- What the exercise asks
Rewrite the stretch of the passage on Dr. Beckman's skincare line from "Lactic acid it" through "skin’s moisture barrier.", swapping "lotion" in for "moisturizer" each time it occurs.

- Passage
-*-*-
Only three patients experienced minor irritation with his glycolic acid product, but says Dr. Beckman, “As a busy plastic surgeon, when you can eliminate the cause of problems, then those problems go away.”
Lactic acid it was.
By 1992 Dr. Beckman had founded his skincare company and was introducing his two-component product line at the annual meeting of the Aesthetic Society of Plastic Surgery. The line included the lactic acid formulation and a facial moisturizer.
He developed the moisturizer based on knowledge that the lactic acid interferes with the skin’s moisture barrier.
“We needed to replace some… of the natural skin oils. So we made up a lanolin-based lightweight moisturizer. And every new patient got a 10% lactic acid jar and a lanolin facial moisturizer cream. And the results were exceptional.”
Dr. Beckman says lanolin was his choice based on its ability to keep sheep skin warm and dry or cool, depending on the weather.
Other plastic surgeons heard about what Dr. Beckman’s patients were experiencing with his products and wanted these for their patients too, “And that's when in ‘92 we actually started a company and went to our first plastic surgery national meeting and the rest was history.”
The Theraderm line today includes 18 products, and it will only expand based on need.
“We've got to identify that there's a need for a product to do this to skin,” says Dr. Beckman. “In other words, to provide some solution to a skin problem.”
And unless there is an identified need and it meets his criteria, including safety and effectiveness with all skin types and use in combination with other products, Dr. Beckman says they won’t be adding anything new. “That's just kind of the DNA that we are.”
That said, there is a novel indication for an existing product that Therapon is currently pursuing, and its benefit goes well beyond anti-aging and aesthetics.
-*-*-
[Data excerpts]
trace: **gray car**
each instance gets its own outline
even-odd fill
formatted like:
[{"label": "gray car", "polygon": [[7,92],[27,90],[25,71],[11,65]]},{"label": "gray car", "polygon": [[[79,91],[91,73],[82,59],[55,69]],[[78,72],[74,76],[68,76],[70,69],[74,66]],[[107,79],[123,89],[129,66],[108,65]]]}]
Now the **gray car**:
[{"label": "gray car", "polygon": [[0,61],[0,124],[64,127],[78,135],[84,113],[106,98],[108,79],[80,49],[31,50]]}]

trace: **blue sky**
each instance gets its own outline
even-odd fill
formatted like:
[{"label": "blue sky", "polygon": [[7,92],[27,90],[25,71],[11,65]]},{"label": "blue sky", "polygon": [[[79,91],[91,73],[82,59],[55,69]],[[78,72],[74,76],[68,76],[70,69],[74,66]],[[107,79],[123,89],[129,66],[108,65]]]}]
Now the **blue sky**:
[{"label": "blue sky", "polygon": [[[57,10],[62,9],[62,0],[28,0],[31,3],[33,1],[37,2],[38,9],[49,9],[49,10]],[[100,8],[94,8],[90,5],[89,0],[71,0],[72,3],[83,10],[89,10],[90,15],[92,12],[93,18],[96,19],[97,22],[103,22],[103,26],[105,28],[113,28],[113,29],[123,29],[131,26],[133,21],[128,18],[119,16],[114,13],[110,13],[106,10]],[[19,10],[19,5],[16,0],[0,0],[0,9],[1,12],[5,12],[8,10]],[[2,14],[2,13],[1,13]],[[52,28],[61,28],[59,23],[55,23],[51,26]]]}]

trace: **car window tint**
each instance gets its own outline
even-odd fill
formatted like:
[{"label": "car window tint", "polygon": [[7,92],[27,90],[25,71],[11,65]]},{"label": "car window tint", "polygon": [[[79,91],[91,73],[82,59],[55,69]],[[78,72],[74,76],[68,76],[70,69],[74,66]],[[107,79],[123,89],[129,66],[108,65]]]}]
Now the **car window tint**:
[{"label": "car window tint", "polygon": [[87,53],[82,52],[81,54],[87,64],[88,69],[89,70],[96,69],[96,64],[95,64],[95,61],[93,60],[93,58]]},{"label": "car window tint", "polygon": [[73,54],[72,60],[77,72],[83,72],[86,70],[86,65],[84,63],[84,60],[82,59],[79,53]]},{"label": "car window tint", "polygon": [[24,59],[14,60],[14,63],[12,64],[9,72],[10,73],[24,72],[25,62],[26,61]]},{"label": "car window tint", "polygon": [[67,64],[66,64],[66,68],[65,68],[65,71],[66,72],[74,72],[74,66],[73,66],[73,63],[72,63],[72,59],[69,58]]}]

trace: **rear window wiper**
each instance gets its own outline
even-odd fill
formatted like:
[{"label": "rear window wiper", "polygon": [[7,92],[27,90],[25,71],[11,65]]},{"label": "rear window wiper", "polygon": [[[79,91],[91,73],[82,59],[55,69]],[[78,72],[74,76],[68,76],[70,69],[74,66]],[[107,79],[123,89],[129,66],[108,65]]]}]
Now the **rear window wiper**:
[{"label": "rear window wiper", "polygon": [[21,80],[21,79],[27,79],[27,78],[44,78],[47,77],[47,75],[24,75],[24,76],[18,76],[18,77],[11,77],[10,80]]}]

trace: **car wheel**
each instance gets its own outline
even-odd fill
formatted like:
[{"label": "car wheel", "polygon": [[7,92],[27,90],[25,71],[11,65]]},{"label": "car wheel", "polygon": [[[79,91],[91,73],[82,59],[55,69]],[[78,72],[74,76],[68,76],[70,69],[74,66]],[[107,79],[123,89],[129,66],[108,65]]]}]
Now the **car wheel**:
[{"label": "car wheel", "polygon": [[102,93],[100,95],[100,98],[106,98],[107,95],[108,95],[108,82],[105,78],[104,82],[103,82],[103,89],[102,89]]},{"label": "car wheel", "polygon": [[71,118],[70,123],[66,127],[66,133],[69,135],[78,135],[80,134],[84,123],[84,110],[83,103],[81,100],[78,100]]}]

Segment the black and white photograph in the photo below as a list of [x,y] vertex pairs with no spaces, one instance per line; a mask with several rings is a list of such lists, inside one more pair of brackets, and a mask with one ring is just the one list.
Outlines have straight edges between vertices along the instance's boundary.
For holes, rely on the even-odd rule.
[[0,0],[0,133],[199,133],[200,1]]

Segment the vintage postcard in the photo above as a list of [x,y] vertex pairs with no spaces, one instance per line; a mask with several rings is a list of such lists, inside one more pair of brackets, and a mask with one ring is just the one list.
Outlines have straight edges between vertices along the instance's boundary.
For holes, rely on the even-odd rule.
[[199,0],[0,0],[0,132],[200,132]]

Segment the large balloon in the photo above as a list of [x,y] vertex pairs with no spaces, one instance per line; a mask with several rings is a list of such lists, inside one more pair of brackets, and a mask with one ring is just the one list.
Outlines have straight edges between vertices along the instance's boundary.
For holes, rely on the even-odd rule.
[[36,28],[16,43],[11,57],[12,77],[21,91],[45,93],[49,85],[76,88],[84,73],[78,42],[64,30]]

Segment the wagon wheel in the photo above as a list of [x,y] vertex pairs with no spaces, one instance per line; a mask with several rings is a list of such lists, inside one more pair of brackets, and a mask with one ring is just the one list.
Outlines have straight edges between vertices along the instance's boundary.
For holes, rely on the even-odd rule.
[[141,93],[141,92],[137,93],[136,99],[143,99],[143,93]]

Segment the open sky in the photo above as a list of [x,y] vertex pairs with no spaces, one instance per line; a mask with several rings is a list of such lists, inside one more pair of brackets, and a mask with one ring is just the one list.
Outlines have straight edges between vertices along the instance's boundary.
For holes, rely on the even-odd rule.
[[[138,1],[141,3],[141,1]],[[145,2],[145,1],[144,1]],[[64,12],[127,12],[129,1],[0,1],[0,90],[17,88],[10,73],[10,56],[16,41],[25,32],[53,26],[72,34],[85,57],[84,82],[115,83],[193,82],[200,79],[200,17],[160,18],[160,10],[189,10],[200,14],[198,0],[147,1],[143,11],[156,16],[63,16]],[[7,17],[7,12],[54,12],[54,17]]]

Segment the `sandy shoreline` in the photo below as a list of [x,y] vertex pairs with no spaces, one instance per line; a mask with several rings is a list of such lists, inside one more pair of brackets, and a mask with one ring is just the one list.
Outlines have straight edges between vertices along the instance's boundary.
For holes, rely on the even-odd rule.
-*-*-
- Solution
Lactic acid it was.
By 1992 Dr. Beckman had founded his skincare company and was introducing his two-component product line at the annual meeting of the Aesthetic Society of Plastic Surgery. The line included the lactic acid formulation and a facial lotion.
He developed the lotion based on knowledge that the lactic acid interferes with the skin’s moisture barrier.